### [Consigne 1]
D'après le texte sur l'économie souterraine, à quel pourcentage du PIB les estimations officielles belges situent-elles l'économie non observée ?
### [Consigne 2]
Traduisez en anglais la phrase suivante, tirée du texte sur l'économie souterraine : « La crise COVID-19 a provoqué une hausse temporaire, suivie d’une stabilisation autour de 16% pour les pays de l’OCDE. »
### [Consigne 3]
Poursuivez le texte sur l'économie souterraine à partir de sa dernière ligne.

### [Texte présenté]
┌──

En Europe, les estimations varient entre 15-25% du PIB selon les méthodologies et les pays. La crise COVID-19 a provoqué une hausse temporaire, suivie d’une stabilisation autour de 16% pour les pays de l’OCDE.
En Belgique, les chiffres révèlent un paradoxe méthodologique : les estimations officielles (BNB, SPF) situent l’économie non observée à 3,8-3,9% du PIB, tandis que les modèles académiques (MIMIC) suggèrent plutôt 16% du PIB. Cette différence s’explique par l’inclusion variable des activités illégales et les méthodes de calcul.
Anatomie sectorielle et sociale
L’économie souterraine se concentre dans des secteurs vulnérables :
- Construction et Horeca : jusqu’à 50% d’infractions lors des contrôles en Belgique
- Services domestiques : 17% des achats au noir en Europe
- Commerce de rue et agriculture : emploi massif de travailleurs précaires
- Économie criminelle : 2,22 à 5,54 trillions USD globalement (trafics, contrefaçon, cybercriminalité)
Les profils touchés révèlent les inégalités structurelles :
- Femmes : 80% des emplois féminins créés dans l’informalité (contre 66% pour les hommes)
- Migrants et sans-papiers : main-d’œuvre flexible mais ultra-précaire
- Jeunes non qualifiés et allocataires sociaux : piégés dans les “trappes à activité”
Impacts économiques et sociaux
L’économie souterraine génère un cercle vicieux :
- Pertes fiscales : 500 milliards EUR de fraude TVA annuelle en Europe, compromettant le financement des services publics
- Concurrence déloyale : entreprises respectueuses désavantagées
- Précarité massive : absence de protection sociale, conditions de travail dangereuses, salaires de misère
- Mais aussi fonction d’amortisseur : survie économique pour les populations sans alternatives
Stratégies de lutte : du répressif à l’incitatif
Les approches efficaces combinent trois piliers :
1. Simplification et numérisation
- Facturation électronique : réduction de 2 points de PIB en 5 ans
- Paiements digitaux et plateformes en ligne
- En Belgique : directive DAC7 pour le reporting des plateformes numériques
2. Incitations économiques
- Réduction des charges (Colombie : -50% = +18% d’emploi formel)

└──

[Enregistrements issus d'une source de données]
┌──

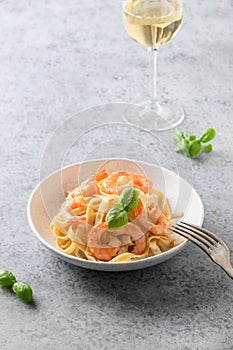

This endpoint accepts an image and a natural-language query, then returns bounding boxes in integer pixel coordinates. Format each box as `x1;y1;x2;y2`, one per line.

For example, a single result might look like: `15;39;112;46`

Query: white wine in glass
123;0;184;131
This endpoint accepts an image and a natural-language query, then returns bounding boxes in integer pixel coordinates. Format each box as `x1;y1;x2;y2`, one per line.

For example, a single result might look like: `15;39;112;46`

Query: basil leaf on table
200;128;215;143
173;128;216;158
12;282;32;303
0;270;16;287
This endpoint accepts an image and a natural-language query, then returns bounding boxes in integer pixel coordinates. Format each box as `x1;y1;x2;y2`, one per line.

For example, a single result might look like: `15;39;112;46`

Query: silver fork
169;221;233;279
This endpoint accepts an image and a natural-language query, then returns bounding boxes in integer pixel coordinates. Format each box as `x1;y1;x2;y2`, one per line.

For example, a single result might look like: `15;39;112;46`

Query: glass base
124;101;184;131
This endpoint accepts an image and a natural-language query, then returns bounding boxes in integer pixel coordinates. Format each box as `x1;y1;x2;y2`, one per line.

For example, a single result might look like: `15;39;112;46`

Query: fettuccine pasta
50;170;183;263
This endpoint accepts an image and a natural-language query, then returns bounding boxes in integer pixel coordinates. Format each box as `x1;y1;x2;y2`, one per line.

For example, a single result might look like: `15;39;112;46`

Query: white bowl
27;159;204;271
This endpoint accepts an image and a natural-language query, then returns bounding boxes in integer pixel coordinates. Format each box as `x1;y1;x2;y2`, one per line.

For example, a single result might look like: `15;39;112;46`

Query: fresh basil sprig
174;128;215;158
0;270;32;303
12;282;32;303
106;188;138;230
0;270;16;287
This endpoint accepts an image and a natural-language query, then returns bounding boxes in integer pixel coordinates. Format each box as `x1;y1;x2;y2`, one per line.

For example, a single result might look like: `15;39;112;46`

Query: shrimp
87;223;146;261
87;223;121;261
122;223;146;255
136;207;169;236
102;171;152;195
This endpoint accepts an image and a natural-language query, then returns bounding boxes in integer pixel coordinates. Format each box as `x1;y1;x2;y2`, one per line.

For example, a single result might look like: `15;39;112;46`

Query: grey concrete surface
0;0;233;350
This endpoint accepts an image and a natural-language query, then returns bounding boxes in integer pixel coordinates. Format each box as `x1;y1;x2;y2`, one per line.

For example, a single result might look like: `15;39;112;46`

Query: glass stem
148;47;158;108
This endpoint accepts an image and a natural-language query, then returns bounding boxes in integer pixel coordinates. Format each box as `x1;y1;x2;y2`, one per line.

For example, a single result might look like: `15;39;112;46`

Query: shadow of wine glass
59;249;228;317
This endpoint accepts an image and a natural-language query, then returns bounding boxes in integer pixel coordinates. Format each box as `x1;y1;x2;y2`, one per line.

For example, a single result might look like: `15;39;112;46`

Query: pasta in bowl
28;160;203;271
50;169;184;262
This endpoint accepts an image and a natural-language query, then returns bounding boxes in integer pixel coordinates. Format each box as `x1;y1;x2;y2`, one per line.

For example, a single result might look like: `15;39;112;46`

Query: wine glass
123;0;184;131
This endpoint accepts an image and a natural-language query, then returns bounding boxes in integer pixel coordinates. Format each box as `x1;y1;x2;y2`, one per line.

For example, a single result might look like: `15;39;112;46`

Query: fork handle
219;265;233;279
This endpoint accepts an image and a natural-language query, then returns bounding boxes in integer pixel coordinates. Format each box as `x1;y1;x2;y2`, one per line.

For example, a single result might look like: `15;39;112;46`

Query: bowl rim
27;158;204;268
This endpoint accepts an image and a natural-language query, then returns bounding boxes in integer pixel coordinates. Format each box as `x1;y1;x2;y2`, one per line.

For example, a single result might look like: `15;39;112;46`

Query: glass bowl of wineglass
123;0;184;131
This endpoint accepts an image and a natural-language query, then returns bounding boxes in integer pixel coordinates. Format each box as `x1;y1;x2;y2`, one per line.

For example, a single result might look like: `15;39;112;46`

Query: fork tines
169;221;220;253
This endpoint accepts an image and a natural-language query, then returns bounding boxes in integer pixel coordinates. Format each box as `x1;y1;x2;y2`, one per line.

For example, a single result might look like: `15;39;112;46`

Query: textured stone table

└──

### [Réponse 1]
Entre 3,8 et 3,9 % du PIB.

### [Réponse 2]
The COVID-19 crisis caused a temporary increase, followed by a stabilization at around 16% for OECD countries.

### [Réponse 3]
- Titres-services belges : formalisation réussie du travail domestique
- Programmes de régularisation et chemins vers la formalité
3. Contrôles ciblés et coordonnés
- Approche inter-agences (SIRS en Belgique : 14 000 contrôles, 435 millions EUR récupérés)
- Focus sectoriel (14 plans sectoriels belges)
- Coopération européenne via l’Autorité européenne du travail
Transformations émergentes post-COVID
La pandémie a catalysé des mutations profondes :
- Vulnérabilité exposée : 1,5 milliard de travailleurs informels sans filet de sécurité
- Innovations accélérées : paiements mobiles (M-Pesa), plateformes numériques, IA pour la détection
- Nouvelles menaces : cybercriminalité à 9,5 trillions USD, cryptomonnaies et circuits DeFi
Conclusion : un défi de développement structurel
L’économie souterraine n’est pas une anomalie mais le symptôme de déséquilibres profonds : institutions faibles, inégalités massives, systèmes de protection sociale fragmentaires. Sa réduction nécessite une approche intégrée combinant modernisation administrative, inclusion financière numérique, et extension de la protection sociale universelle. L’enjeu dépasse la simple conformité fiscale pour toucher à la construction de sociétés plus inclusives où chaque travailleur peut accéder aux protections et opportunités de l’économie formelle.